--- Page extract ---
Things have been going pretty well for KAZ Minerals (LSE: KAZ) shareholders of late. Following the prolonged share-price slump that started in 2010, there’s been an impressive recovery — and at today’s 820p level, we’re looking at a 10-bagger since the lows of late 2015.
A recovery in the price of copper has been a big help, with the metal putting on around 50% over the past 12 months, and the ongoing ramping up of production volumes at KAZ has strengthened the surge.
That production rise is set to continue after the company told us it has received approval for a $1.2bn expansion at its Aktogay copper mine in Kazakhstan. The project will double Aktogay’s sulphide ore processing capacity starting in 2021, from 25m tonnes per year to 50m. Current output of copper from sulphide ore should rise by 80 kt to around 170 kt.
When I last looked at KAZ Minerals in July, I liked what I saw, especially the low P/E and PEG growth characteristics. But since then, the share price has put on nearly 30%, and I’m starting to wonder if the current bull run might be running out of steam.
I’ve also been looking more closely at the debt situation, and I’m actually a bit more concerned now than I was then. Although the debt figure has been cut to $2.2bn since a 2016 year-end level of $2.7bn, that’s actually still a pretty big multiple of pre-tax profit — about 4.8 times this year’s forecast figure.
I still like the long-term outlook, but I think I see better bargains elsewhere now, and if I owned these shares I think I’d be looking to cut my holding and take some profit.
A multi-bagger that I’d consider transferring my money to is Games Workshop Group (LSE: GAW) whose shares have almost quadrupled in value over the past 12 months, to 2,515p.

--- Tasks and exercises ---
1) List every dollar amount that appears in the KAZ Minerals article.
2) Repeat everything in the KAZ Minerals article from "I still like" down to "take some profit.".

--- Given records ---
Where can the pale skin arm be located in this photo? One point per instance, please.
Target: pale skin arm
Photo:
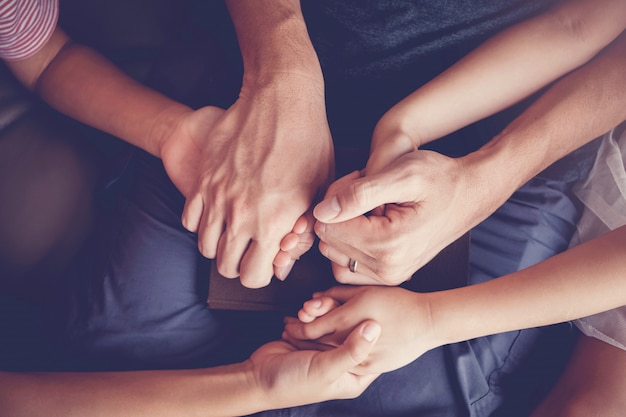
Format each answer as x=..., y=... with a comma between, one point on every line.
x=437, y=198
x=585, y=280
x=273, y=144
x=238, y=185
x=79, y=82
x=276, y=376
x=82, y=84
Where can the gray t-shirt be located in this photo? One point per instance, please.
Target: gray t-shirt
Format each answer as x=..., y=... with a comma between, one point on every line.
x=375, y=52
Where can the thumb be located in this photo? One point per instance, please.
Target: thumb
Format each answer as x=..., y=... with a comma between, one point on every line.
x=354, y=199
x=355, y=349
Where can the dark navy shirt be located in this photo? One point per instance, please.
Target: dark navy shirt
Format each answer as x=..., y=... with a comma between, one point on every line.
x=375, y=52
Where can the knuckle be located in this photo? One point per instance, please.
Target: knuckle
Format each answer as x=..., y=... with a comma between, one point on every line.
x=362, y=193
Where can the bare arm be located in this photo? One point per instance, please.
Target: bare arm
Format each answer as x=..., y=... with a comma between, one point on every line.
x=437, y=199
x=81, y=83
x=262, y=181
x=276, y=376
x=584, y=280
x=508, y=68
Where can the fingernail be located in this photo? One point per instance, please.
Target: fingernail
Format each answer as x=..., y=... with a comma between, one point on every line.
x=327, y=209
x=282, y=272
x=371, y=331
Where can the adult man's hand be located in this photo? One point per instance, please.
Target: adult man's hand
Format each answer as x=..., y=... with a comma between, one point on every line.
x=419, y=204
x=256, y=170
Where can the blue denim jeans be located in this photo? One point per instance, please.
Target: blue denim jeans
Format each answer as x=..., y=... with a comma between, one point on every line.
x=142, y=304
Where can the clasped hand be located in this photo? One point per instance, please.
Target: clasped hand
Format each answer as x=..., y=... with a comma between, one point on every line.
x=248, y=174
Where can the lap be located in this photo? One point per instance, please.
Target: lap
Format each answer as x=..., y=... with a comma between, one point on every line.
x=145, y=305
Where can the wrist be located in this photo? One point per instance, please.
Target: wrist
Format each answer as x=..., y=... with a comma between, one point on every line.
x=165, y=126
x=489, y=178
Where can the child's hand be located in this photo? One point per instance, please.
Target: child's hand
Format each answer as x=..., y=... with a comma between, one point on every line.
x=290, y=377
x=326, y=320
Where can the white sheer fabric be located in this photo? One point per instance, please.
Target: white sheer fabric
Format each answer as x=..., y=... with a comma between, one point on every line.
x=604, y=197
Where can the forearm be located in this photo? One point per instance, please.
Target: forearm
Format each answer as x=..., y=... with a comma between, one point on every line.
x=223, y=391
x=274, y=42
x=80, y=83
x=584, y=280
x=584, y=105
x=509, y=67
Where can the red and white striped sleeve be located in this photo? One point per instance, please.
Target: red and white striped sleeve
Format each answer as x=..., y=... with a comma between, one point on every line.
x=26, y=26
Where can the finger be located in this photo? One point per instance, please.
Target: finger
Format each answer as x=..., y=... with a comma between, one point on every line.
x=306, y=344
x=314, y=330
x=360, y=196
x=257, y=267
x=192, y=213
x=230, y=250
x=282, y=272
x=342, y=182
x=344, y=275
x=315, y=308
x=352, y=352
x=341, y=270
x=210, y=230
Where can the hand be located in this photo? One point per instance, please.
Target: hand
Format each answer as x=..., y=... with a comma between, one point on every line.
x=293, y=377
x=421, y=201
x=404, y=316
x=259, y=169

--- Task-by-task solutions ---
1)
$1.2bn
$2.2bn
$2.7bn

2)
I still like the long-term outlook, but I think I see better bargains elsewhere now, and if I owned these shares I think I’d be looking to cut my holding and take some profit.